--- Given passage ---
····················

5.3 Graph embedding for complex graphs

All graph pooling operators discussed in this paper are assumed to work on homogeneous graphs, whether weighted or attributed. However, real-world graphs are often complex, encompassing both heterogeneous graphs (with various types of nodes and edges) and hypergraphs (where multiple nodes are linked together via hyperedges). Most existing methods for heterogeneous graph embedding focus on node embeddings, with few addressing graph-level embeddings. Consequently, heterogeneous graph pooling emerges as an intriguing solution for graph classification on heterogeneous graphs, with the challenge of preserving heterogeneity and capturing the distinct features of various heterogeneous structures (Yang et al. 2022; Bing et al. 2023). Similarly, there is a need to develop solutions capable of learning hypergraph representations, employing permutation-invariant functions that aggregate node/hyperedge representations in a meaningful way for downstream tasks (Antelmi et al. 2023). Heterogeneous graphs and hypergraphs are effective tools for representing interaction and relationships in omics data. Heterogeneous nodes represent multi-omics data, heterogeneous edges integrate various biological annotations, and hyperedges reveal high-order associations of biomolecular (Deng et al. 2024). Current omics research have to simplify complex graphs into homogeneous ones due to the lack of specialized graph pooling operators for heterogeneous graphs and hypergraphs.

5.4 Unsupervised tasks

Most graph pooling operators discussed in this paper are used for supervised tasks, with few exploring unsupervised tasks like graph generation (Baek et al. 2021; Guo et al. 2023) and node clustering (Wang et al. 2022; Tsitsulin et al. 2023). Hierarchical GNN architectures, associated with hierarchical pooling, naturally fits with hierarchical network structures and tasks such as hierarchical community detection (Su et al. 2022), suggesting a potential expansion of existing operators to more unsupervised tasks or the development of new operators for such tasks. In omics research, the abundance of unlabeled data and the challenge of obtaining labels often result in annotations lagging behind data generation. Consequently, unsupervised tasks are likely to become a major research focus, or unsupervised data may enhance supervised tasks. One approach is to use a general GNN architecture with different modules for different tasks like classification and clustering (Hou et al. 2024; Hu et al. 2024).

····················

--- Information shown ---
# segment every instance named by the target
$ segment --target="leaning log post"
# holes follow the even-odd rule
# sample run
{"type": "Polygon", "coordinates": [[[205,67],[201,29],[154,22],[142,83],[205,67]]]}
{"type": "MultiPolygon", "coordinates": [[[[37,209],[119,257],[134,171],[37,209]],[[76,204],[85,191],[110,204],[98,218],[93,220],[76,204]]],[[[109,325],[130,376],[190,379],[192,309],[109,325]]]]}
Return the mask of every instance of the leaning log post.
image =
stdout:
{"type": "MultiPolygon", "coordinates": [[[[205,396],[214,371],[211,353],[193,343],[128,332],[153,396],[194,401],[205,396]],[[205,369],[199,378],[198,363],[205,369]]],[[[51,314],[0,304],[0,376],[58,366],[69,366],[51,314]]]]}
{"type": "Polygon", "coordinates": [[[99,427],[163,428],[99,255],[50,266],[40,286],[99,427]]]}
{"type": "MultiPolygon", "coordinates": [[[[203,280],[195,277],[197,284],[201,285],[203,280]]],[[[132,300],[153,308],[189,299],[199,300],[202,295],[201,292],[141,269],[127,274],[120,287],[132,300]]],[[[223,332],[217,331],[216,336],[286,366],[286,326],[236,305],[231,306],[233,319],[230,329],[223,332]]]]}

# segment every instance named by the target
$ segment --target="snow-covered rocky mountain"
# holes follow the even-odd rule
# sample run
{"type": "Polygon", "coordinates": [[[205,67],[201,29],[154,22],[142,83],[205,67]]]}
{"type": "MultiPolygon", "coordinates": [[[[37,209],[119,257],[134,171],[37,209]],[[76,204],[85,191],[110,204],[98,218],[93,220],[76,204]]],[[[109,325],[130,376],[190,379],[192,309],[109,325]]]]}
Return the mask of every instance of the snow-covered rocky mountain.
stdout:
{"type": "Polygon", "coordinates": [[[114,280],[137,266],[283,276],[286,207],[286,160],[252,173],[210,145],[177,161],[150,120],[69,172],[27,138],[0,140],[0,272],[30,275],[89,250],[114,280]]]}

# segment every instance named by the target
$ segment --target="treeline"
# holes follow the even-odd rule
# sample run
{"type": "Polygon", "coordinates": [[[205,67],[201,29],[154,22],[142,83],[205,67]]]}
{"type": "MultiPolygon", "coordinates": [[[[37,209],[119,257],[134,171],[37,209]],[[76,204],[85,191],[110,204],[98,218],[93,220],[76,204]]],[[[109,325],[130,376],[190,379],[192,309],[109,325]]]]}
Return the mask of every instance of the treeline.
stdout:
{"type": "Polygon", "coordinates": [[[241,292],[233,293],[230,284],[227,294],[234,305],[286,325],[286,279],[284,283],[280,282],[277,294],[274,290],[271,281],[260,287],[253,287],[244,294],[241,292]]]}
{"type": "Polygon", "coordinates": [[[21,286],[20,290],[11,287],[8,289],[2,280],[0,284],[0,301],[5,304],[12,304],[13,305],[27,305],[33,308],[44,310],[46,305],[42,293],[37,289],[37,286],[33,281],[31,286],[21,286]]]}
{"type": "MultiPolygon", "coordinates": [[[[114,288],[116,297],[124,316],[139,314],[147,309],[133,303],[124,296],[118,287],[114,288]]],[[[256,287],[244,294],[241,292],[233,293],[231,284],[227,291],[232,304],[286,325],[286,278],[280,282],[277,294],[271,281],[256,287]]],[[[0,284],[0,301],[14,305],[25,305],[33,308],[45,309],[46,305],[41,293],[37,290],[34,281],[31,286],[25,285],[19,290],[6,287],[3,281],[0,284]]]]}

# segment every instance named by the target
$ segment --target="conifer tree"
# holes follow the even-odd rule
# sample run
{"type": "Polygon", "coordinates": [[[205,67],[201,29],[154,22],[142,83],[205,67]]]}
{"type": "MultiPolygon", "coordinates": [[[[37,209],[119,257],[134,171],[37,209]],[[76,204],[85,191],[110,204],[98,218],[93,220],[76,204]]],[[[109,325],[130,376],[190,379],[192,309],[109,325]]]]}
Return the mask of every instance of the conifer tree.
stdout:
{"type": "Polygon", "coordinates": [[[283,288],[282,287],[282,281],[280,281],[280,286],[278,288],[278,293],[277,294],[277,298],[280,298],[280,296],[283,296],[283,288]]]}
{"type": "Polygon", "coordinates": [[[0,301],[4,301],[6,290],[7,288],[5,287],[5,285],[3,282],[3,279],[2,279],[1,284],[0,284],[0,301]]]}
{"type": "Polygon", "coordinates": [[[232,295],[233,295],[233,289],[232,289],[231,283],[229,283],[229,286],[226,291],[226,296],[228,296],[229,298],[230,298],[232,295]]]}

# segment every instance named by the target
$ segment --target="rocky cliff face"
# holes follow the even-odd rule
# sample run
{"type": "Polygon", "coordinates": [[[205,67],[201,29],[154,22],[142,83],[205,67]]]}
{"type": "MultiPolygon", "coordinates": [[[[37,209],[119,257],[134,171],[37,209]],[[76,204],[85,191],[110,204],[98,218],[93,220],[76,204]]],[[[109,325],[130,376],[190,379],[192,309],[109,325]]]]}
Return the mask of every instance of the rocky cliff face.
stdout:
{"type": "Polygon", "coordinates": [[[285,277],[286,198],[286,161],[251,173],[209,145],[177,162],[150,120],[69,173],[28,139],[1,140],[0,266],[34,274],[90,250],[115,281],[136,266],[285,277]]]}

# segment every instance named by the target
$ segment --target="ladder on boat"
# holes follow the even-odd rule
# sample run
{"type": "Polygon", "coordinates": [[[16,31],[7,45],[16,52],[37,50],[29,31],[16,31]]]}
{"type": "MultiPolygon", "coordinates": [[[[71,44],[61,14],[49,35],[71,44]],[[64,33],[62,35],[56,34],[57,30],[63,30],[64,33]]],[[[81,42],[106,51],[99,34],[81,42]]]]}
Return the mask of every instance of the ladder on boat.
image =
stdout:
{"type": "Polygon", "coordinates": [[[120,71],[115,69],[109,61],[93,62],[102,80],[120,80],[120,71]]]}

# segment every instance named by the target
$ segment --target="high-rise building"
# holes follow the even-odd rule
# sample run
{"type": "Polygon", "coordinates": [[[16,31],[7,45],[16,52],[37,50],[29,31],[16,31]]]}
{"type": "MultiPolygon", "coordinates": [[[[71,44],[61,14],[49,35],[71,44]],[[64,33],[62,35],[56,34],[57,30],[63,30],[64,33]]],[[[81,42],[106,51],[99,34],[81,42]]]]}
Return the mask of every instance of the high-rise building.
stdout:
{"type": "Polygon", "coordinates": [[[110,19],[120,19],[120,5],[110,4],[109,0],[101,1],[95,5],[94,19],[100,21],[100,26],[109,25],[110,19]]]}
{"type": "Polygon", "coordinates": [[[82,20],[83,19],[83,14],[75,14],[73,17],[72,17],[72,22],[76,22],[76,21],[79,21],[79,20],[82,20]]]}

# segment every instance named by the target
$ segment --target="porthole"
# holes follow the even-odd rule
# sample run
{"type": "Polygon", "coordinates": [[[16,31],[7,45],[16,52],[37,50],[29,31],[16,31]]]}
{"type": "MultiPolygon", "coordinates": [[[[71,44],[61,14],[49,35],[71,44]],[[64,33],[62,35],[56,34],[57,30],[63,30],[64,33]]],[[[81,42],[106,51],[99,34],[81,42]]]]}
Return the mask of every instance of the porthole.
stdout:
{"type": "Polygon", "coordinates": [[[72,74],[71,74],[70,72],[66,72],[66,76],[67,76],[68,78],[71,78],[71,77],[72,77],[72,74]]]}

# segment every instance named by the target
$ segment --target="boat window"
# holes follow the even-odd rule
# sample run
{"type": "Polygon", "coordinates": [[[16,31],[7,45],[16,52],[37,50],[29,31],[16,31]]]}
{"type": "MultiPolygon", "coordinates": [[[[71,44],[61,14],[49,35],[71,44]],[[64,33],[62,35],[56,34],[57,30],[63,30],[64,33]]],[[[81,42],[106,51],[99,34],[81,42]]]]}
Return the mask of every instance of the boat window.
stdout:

····················

--- What you need to do ---
- A) List every citation (author and year) that appears in the "5.4 Unsupervised tasks" section of the graph pooling text.
- B) Extend the graph pooling text, picking up after its final sentence about a general GNN architecture with different modules for classification and clustering.
None of this work uses the records.

--- Results in order ---
- A)
Baek et al. 2021
Guo et al. 2023
Wang et al. 2022
Tsitsulin et al. 2023
Su et al. 2022
Hou et al. 2024
Hu et al. 2024

- B)
5.5 Interpretability

In domain-specific scenarios, the interpretability of graph pooling operators—and graph neural networks by extension—relies on two key aspects: 1) identifying correlations between model outputs and original input features and 2) revealing domain-specific insights for the relevant features identified by the model. Explanation components in operators for self-explaining and domain-knowledge driven interpretability should thus become fruitful future research directions (Yang et al. 2023a; Karim et al. 2023; Wysocka et al. 2023). In omics research, one available domain-specific interpretability reference is bio-centric model interpretability. It grounds interpretability in a biomedical context through three aspects: architecture-centric interpretability, output-centric interpretability, and post-hoc evaluation of biological plausibility (Wysocka et al. 2023). These are assessed via four components: integration of different data modalities, schema-level model representation, integration of domain knowledge, and post-hoc explainability methods (Wysocka et al. 2023). The schema-level representation requires GNNs to understand graph representations and transformations and communicate such transformation during the post-hoc inference, where clustering pooling operators are essential. Post-hoc explainability methods necessitate model architectures that mirror biological relationships, track information flow and find the importance of model’s components, highlighting the importance of selection pooling operators.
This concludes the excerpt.